> [Work to be completed]: Quote every record below word for word, keeping each line unchanged.

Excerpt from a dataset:
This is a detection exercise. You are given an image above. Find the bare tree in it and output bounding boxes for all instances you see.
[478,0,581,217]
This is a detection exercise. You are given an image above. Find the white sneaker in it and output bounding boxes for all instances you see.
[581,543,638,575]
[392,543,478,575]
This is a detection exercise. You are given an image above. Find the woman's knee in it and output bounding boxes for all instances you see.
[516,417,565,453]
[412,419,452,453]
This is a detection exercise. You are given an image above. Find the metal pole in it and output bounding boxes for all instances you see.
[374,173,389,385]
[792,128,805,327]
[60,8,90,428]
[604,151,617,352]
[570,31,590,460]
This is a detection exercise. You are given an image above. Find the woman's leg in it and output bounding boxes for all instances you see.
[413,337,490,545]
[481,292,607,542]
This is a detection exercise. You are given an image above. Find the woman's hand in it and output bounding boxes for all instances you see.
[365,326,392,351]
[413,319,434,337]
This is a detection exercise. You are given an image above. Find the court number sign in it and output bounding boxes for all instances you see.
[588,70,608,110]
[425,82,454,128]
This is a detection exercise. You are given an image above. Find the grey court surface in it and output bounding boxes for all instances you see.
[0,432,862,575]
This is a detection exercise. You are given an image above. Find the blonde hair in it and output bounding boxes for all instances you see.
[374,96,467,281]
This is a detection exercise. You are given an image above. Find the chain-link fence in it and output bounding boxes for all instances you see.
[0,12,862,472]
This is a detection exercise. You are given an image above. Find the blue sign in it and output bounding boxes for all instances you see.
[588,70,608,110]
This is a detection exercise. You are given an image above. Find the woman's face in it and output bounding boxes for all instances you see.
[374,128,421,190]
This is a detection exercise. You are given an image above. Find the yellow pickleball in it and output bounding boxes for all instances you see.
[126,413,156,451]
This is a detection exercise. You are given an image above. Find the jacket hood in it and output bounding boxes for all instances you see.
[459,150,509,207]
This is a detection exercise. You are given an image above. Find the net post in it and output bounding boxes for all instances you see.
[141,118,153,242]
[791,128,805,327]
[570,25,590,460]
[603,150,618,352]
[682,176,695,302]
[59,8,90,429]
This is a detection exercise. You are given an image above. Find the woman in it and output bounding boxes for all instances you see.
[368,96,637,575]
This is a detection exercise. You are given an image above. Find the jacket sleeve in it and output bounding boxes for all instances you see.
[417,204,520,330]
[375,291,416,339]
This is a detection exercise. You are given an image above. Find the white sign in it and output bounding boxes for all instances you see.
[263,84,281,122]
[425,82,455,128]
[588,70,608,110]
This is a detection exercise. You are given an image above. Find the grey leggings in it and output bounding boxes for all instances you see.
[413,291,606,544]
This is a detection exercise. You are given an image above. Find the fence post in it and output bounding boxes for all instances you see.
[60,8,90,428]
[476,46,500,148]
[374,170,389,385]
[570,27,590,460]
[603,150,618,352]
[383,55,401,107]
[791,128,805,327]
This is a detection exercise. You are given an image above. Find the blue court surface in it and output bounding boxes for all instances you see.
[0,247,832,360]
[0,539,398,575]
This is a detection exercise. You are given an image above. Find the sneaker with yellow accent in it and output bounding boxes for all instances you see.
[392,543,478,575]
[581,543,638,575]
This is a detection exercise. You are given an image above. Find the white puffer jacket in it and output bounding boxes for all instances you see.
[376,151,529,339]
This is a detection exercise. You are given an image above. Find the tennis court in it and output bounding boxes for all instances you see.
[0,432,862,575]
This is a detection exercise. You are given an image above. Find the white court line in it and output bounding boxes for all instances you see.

> [Written solution]:
This is a detection exercise. You are given an image above. Find the bare tree in it and output bounding boxes for all instances you see.
[478,0,581,217]
This is a detection exercise. You are given an image above. Find the white sneaker in it and output bounding boxes for all instances you see.
[581,543,638,575]
[392,543,478,575]
This is a detection exercise. You are given an image above. Find the woman's knee in it and output bounding boxes for all instances you see.
[516,417,565,453]
[412,419,452,453]
This is a detection exercise. You are given an image above. Find the metal pole in it and output bounding boxes for all instances you see.
[374,173,389,385]
[792,128,805,327]
[60,8,90,428]
[604,151,617,352]
[570,31,590,460]
This is a detection exercise. You are given an image above. Find the woman's leg in it and output bounding boxes for all instances you see.
[413,337,490,545]
[481,292,607,542]
This is a detection exercise. You are given an image above. Find the woman's hand in it and output bounding boxes for all instances you see.
[365,326,392,351]
[413,319,434,337]
This is a detection exercise. You are given an image above. Find the court number sign in it and output bounding boxes for all instances you see.
[588,70,608,110]
[425,82,454,128]
This is a detection exercise. You are given an image above. Find the grey court surface in it and output bounding boxes for all instances you see.
[0,432,862,575]
This is a detection exercise. You are given an image above. Find the blonde hair in it and output bounding boxes for all instances you see.
[374,96,467,281]
This is a detection exercise. You are given an image above. Find the chain-link fence in it and output bounding boxes for all instances you see.
[0,12,862,472]
This is a detection exercise. You are given an image above. Find the blue sign in it and output bounding boxes for all instances you see.
[588,70,608,110]
This is a detection exercise. You are given an image above. Find the woman's face in it and output bounding boxes for all instances you see.
[374,128,421,190]
This is a detection exercise. You are given an image above. Find the yellow pickleball in it and output bounding boxes for all instances you see.
[126,413,156,451]
This is a detection exercise. You are given an image above. Find the jacket hood in it and output bounding boxes for all instances you see.
[459,150,509,207]
This is a detection exercise. You are given an image above. Find the net post in it and output bounding boxes for all instances you see.
[141,118,153,242]
[791,128,805,327]
[570,25,590,460]
[603,150,618,352]
[682,176,695,302]
[59,8,90,429]
This is a detection exercise. You are given an image above. Find the woman in it and output bounding boxes for all instances you see.
[368,96,637,575]
This is a detection exercise. You are given an image above. Find the jacket sleeve in it and output bounding boxes for all instances you see.
[417,204,520,330]
[375,291,416,339]
This is a detection exercise. You are given an image above. Find the white sign in it and output bounding boxes for all instances you see.
[263,84,281,122]
[425,82,455,128]
[588,70,608,110]
This is a detection exercise. You are given an image above. Find the grey leggings in it and output bounding boxes for all instances you see.
[413,291,606,544]
This is a detection exercise. You are given an image above. Find the fence post in it and output bounding boxes for all instances you see.
[60,8,90,428]
[476,46,500,148]
[374,170,389,385]
[570,27,590,460]
[603,150,618,352]
[383,55,401,107]
[791,128,805,327]
This is a detection exercise. You are given an image above. Find the blue court surface in it and output bounding boxes for all instances you see.
[0,247,832,360]
[0,539,398,575]
This is a detection exercise. You are given an image above. Find the sneaker with yellow accent in it and output bounding boxes for all instances you see.
[392,543,478,575]
[581,543,638,575]
This is a detection exercise. You are given an image above. Find the white puffer jacket in it and output bounding boxes for all instances you see.
[376,151,529,339]
This is a detection exercise. You are given an image above. Find the tennis court in it and output bounding boxes for all instances you see.
[0,432,862,575]
This is a detection exercise. You are given an image above. Find the white court line in it and output bounding boxes for all instances you see.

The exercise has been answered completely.